- [Try it]: Lines from the one containing "Lab microscope feed — the researcher is looking for the sloped" through the final line of the records are the only ones to copy, and each must match exactly.
==================================================
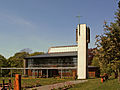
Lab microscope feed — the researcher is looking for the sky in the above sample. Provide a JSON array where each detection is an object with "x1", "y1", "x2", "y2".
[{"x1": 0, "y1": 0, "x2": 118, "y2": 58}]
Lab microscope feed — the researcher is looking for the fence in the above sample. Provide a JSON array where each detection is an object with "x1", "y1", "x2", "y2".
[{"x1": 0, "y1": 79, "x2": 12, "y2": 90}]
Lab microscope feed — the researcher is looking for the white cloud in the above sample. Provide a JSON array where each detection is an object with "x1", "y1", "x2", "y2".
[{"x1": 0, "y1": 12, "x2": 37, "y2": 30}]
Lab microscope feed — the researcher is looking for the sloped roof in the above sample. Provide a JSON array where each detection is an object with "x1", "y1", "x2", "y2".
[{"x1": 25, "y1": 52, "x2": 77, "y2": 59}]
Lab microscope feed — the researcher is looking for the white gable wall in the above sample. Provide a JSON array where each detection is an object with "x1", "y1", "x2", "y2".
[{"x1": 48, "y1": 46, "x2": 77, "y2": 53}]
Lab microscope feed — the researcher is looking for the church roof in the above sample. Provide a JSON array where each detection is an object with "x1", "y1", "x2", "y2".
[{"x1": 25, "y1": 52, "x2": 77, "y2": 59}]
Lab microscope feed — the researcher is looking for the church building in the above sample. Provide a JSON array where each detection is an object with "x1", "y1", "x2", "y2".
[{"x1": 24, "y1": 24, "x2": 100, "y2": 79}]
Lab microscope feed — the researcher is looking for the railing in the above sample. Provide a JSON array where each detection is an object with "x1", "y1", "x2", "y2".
==================================================
- [Solution to this problem]:
Lab microscope feed — the researcher is looking for the sloped roof in the above sample. Provide a JSON array where each detection is an object with "x1", "y1", "x2", "y2".
[{"x1": 25, "y1": 52, "x2": 77, "y2": 59}]
Lab microscope feed — the researcher is looking for the white gable wall in the above sample. Provide a JSON array where each detection is an object with "x1", "y1", "x2", "y2".
[{"x1": 48, "y1": 46, "x2": 77, "y2": 53}]
Lab microscope feed — the researcher is looking for the church roof in the above sample. Provide a JSON array where each detection is an object with "x1", "y1", "x2", "y2".
[{"x1": 25, "y1": 52, "x2": 77, "y2": 59}]
Lab microscope feed — the researcher is looking for the church building in the above sample. Provide a JSON array where each detection is an object with "x1", "y1", "x2", "y2".
[{"x1": 24, "y1": 24, "x2": 100, "y2": 79}]
Lab microscope feed — the researcher is looking for the railing in the above sample. Provide a JSON array where each detection is an object with "x1", "y1", "x2", "y2".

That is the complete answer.